:: READING PASSAGE ::
________________
Oh my gosh, if that isn't the cutest pirate! Photo courtesy of Jokeroo.com.
Apologize for the delay with this one, it was supposed to publish automatically and did not!
Throughout this series I think its clear I've struggled with the moral aspects of piracy, theft, and "sharing" in general. And I'm not the only one. As one of the posters in the book piracy forum made clear:
"When I find an author whose work I like and want to support, if I have obtained an item at no cost, how can we make it right financially? I wish there was a no questions asked type of place where we could pay authors. // Many of us struggle with our own moral issues in this type of activity, but some read so much it is too costly to keep up the pace"
I wish there was indeed! Sometimes an author or designer I go back and repurchase items from them, because you know what, I do like their stuff and I want to see them make more! For every me, though, there's probably ten that don't.
What I've determined is that there are multiple paths towards living in a pirate world:
1. "Suffer the little children". As Jesus once said, allow them. Let them come even if they are not desirable. As we can see from the authors, they've found ways of coping with them even if they don't like the behavior. As author JA Konrath put it "You CANNOT assume that a downloaded free book is a lost sale." Read the rest of his thoughts here. They are significantly enlightening!
I think this is the only approach that genealogists really have. What we can do, however, is use the tools and technology in front of us to manage the situation. Put a citation on that photo. Insert a unique element that can only be traced to you. But at the same time, I think opening up our permissions would be a good approach as well. Why are we obsessed with copyrighting photographs of tombstones that anyone can take? I understand the work involved in getting them - I do genealogy photography myself, but I really feel that I'm giving to the karma of the community when I allow folks to use them as they will.
2. Work with your customers to give them exclusives that they can't get anywhere else.
________________
:: RECORD LIST ::

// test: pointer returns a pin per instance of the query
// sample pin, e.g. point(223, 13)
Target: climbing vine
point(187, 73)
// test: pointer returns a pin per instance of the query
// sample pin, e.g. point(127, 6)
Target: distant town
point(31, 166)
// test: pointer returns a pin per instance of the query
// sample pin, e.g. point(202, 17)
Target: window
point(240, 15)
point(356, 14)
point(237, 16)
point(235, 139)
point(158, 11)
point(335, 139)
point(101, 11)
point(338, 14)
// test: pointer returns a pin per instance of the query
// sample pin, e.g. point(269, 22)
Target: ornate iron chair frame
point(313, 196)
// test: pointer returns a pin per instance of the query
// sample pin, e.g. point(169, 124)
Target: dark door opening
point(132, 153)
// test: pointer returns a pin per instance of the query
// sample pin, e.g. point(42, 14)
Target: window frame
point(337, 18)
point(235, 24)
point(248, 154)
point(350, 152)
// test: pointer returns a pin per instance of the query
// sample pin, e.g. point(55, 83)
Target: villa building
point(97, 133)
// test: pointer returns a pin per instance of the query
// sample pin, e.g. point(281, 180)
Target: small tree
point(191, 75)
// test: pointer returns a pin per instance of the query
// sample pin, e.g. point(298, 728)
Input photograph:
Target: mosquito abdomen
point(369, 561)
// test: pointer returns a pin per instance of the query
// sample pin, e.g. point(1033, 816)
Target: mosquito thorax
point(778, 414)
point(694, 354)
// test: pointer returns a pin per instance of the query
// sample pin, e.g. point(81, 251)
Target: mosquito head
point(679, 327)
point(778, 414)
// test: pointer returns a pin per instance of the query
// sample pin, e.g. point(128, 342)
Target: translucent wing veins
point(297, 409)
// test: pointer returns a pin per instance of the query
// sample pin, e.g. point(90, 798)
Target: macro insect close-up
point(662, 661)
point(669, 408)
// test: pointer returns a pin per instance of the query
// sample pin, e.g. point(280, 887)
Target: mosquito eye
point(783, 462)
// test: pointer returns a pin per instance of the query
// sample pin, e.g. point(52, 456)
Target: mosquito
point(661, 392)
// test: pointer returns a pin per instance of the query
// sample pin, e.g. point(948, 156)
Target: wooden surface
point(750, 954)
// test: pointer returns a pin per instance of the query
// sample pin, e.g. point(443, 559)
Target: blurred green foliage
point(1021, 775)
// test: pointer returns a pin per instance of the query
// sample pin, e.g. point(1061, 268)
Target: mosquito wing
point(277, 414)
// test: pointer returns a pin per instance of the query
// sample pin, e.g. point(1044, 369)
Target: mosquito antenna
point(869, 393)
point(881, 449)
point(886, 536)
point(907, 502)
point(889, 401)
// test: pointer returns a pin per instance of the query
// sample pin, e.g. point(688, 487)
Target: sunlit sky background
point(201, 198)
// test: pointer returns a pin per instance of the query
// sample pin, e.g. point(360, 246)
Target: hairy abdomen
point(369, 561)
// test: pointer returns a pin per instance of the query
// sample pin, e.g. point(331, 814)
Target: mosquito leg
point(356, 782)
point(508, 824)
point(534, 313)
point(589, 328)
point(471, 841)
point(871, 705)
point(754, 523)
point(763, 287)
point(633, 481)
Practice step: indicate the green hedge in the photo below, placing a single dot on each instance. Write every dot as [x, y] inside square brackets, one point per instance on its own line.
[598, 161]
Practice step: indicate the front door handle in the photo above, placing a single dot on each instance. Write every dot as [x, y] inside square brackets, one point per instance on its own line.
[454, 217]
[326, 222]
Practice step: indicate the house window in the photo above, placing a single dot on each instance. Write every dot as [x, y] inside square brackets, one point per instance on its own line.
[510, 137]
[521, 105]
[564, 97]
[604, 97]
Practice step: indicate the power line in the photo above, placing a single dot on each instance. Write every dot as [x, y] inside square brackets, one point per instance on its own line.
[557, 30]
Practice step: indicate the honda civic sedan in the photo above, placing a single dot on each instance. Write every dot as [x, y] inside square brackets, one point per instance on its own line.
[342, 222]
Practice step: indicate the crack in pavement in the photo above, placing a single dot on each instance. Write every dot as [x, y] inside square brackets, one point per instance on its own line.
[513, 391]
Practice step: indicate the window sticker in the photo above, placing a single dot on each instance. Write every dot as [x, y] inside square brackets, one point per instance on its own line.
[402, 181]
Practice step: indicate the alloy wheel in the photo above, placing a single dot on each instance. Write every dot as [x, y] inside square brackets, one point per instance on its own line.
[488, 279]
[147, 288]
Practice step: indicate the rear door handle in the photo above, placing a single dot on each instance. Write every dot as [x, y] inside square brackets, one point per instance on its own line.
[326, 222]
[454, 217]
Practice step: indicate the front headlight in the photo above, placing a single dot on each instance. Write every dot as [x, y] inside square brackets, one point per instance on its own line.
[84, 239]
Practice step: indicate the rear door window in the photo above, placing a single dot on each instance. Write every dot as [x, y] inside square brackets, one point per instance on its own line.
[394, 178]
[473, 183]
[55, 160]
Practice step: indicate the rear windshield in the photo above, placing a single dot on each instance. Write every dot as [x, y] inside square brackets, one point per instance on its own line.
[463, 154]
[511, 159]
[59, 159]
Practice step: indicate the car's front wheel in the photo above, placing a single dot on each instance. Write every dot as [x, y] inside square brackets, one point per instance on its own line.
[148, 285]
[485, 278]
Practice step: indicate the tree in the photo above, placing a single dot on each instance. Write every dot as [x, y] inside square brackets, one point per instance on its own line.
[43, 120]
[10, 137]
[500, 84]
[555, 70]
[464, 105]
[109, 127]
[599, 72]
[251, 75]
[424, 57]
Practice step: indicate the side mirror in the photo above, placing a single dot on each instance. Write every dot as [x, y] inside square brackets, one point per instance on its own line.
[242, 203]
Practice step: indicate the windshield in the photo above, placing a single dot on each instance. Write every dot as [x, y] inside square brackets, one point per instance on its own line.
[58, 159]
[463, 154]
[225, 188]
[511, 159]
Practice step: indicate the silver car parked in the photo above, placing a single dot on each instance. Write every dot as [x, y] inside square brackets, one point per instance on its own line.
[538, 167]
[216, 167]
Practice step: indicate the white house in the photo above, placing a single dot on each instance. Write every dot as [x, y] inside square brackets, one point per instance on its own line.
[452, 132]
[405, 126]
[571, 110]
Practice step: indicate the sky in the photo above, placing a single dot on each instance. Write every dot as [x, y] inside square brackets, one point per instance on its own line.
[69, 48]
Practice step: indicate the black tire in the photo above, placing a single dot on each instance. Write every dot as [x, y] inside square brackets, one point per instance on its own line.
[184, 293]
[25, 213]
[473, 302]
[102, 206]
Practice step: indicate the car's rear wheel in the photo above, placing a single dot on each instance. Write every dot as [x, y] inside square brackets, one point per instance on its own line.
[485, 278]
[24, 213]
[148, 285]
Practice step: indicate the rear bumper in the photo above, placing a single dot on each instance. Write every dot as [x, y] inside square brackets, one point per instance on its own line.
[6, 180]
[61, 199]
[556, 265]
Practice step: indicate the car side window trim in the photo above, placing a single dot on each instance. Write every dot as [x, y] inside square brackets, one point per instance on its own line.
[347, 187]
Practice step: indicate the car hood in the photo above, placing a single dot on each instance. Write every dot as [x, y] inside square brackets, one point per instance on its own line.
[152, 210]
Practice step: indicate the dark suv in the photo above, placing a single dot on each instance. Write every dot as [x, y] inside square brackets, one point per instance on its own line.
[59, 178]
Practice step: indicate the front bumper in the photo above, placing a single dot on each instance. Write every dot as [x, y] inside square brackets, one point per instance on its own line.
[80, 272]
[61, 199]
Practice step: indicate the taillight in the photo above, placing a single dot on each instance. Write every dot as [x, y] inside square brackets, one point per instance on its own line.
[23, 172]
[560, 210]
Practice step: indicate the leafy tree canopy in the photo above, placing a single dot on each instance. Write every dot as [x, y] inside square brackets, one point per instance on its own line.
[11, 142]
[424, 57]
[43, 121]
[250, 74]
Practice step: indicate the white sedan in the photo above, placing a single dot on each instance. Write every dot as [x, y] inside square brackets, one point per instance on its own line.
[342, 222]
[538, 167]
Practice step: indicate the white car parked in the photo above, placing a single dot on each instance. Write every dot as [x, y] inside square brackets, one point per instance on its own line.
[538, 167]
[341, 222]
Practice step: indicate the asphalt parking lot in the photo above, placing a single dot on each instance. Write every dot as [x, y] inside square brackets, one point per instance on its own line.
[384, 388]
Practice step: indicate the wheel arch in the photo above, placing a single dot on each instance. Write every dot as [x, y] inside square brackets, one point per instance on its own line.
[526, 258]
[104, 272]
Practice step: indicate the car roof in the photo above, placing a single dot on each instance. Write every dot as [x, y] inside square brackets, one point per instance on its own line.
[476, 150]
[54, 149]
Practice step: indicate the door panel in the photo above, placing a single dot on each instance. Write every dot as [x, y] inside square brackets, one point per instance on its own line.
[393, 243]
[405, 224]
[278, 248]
________________
:: WRITTEN INSTRUCTION 1 ::
In the blog post on piracy, what does JA Konrath say you cannot assume?
:: WRITTEN INSTRUCTION 2 ::
Can you sum up the blog post on piracy in two sentences?
:: WRITTEN INSTRUCTION 3 ::
Could you extend the blog post on piracy, picking up after its second point?
The entries have nothing to do with the blog post on piracy.

:: RESPONSE 1 ::
You cannot assume that a downloaded free book is a lost sale.

:: RESPONSE 2 ::
The author has struggled with the moral side of piracy, theft and sharing, as have others, such as a forum poster who wished there were a place to pay authors for work obtained at no cost. The author lays out paths for living in a pirate world: allowing piracy while managing it with citations, traceable elements and more open permissions on photos, and working with customers to give them exclusives they can't get anywhere else.

:: RESPONSE 3 ::
Cameron Jace, one of my favorite authors who are alive (yes, this is a category LOL) has a Facebook group, Tweets and works with his fans to get them exclusive access to his books before they hit the marketplace, we can talk with him and interact with him making the level of connections to the story much more interesting. Would I have read his other books if I hadn't been connected to him on Facebook? Probably not.
The other way of doing this is to continually incentivize your patrons with exclusives. Rabbiz Designs is a Thai designer of amigurumi who are wildly pirated. But by giving her exclusive buys incentives to keep buying, she gives her people a reason to come back. And because the levels of entry are significant, the designer gives them a secondary layer of encouragement to not pirate her designs, because they are hard to get and much easier to figure out if pirated.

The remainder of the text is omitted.